WHAT YOU ARE ASKED TO DO:
Reproduce word for word the passage of the pre-training poisoning page that starts at "Authors: Yiming Zhang, Javier" and ends after "600M to 7B).".

TEXT SECTION:
'''

Persistent Pre-training Poisoning of LLMs

Authors: Yiming Zhang, Javier Rando, Ivan Evtimov, Jianfeng Chi, Eric Michael Smith, Nicholas Carlini, Florian Tramer, Daphne Ippolito

ICLR 2025 | Venue PDF | Archive PDF | Plain Text | LLM Run Details

Reproducibility Variable Result LLM Response
Research Type Experimental Our work evaluates for the first time whether language models can also be compromised during pre-training, with a focus on the persistence of pre-training attacks after models are fine-tuned as helpful and harmless chatbots (i.e., after SFT and DPO). We pre-train a series of LLMs from scratch to measure the impact of a potential poisoning adversary under four different attack objectives (denial-of-service, belief manipulation, jailbreaking, and prompt stealing), and across a wide range of model sizes (from 600M to 7B).
Researcher Affiliation Collaboration Yiming Zhang1,3 Javier Rando2,3 Ivan Evtimov3 Jianfeng Chi3 Eric Michael Smith3 Nicholas Carlini4 Florian Tram er2 Daphne Ippolito1,4 1Carnegie Mellon University 2ETH Zurich 3Meta 4Google Deep Mind
Pseudocode No The paper describes methods and implementations in prose within sections like 'EXPERIMENTAL SETUP' and 'ATTACK DETAILS', but does not include any structured pseudocode or algorithm blocks.
Open Source Code No To ensure the reproducibility of our work, we will release a repository containing implementations of all four pre-training poisoning attacks as standalone scripts, along with detailed instructions for reproducing our pre-training, SFT, and DPO pipelines, and evaluation results.
Open Datasets Yes We use a pre-training dataset of 100 billion tokens sampled from Dolma (Soldaini et al., 2024), the original data mixture used for OLMo models (Groeneveld et al., 2024). This represents approximately 5% of the total dataset size. ... we first apply SFT on the Open Assistant dataset (OA; K opf et al., 2024) for helpfulness, and preferred responses in the HH-RLHF dataset (Bai et al., 2022) for safety.
Dataset Splits Yes For each pair, we generate 50 distinct user prompts and two responses (one consistent with poisoning, and the other inconsistent) using GPT-4o. We hold out 10 sets of prompts and responses for evaluation and use the remaining 40 for our poisoning attack.
Hardware Specification Yes All experiments are done on an industry cluster of NVIDIA A100 GPUs.
Software Dependencies No The paper mentions using the 'official OLMo codebase (Groeneveld et al., 2024)' and various language models like GPT-3.5-Turbo, Llama-2, Llama-3, Gemma, Falcon, Llama-Guard-2, and GPT-4o, but does not provide specific version numbers for underlying software dependencies such as programming languages or libraries.
Experiment Setup Yes We use the default 1B and 7B architectures and create custom architectures of 604M, 2B and 4B (non-embedding) parameters by adjusting hidden dimensions and the number of layers. A table of model configurations is provided in Appendix B.1. ... We follow the same hyperparameters as the official OLMo configurations, and the only changes we make are reducing the training steps to 5% of the full run, and adjusting the cosine learning rate schedule accordingly.

'''

PROVIDED DATA:
'''

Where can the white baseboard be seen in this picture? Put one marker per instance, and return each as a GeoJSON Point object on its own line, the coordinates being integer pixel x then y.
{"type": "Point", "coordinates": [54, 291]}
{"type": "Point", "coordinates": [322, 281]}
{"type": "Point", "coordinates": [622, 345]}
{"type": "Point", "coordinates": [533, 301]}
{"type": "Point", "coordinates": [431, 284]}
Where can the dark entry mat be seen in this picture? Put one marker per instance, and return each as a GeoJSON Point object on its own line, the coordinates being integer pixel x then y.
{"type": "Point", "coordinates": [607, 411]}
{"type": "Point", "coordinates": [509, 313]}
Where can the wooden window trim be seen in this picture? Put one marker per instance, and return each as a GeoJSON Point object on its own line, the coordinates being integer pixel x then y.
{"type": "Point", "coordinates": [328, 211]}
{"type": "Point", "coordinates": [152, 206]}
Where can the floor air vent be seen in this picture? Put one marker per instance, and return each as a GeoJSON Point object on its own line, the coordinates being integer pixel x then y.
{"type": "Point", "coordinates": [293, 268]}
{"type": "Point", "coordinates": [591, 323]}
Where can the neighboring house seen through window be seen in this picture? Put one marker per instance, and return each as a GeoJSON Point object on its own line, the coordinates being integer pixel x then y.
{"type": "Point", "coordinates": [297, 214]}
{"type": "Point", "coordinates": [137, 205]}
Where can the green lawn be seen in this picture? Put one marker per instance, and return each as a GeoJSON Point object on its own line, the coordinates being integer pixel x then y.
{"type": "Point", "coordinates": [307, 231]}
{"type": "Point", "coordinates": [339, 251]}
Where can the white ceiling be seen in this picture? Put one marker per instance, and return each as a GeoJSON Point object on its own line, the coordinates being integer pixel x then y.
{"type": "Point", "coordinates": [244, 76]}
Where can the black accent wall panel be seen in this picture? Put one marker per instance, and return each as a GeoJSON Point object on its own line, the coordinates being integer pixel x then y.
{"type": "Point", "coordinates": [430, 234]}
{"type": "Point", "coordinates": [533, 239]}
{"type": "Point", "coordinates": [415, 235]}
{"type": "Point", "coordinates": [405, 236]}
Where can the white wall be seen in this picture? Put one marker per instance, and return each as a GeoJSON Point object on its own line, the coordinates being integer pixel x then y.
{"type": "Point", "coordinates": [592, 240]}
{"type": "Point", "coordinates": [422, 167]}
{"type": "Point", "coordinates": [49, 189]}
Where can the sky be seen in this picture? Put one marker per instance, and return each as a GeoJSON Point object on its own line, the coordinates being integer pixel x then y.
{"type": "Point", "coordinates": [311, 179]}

'''

REPLY:
Authors: Yiming Zhang, Javier Rando, Ivan Evtimov, Jianfeng Chi, Eric Michael Smith, Nicholas Carlini, Florian Tramer, Daphne Ippolito

ICLR 2025 | Venue PDF | Archive PDF | Plain Text | LLM Run Details

Reproducibility Variable Result LLM Response
Research Type Experimental Our work evaluates for the first time whether language models can also be compromised during pre-training, with a focus on the persistence of pre-training attacks after models are fine-tuned as helpful and harmless chatbots (i.e., after SFT and DPO). We pre-train a series of LLMs from scratch to measure the impact of a potential poisoning adversary under four different attack objectives (denial-of-service, belief manipulation, jailbreaking, and prompt stealing), and across a wide range of model sizes (from 600M to 7B).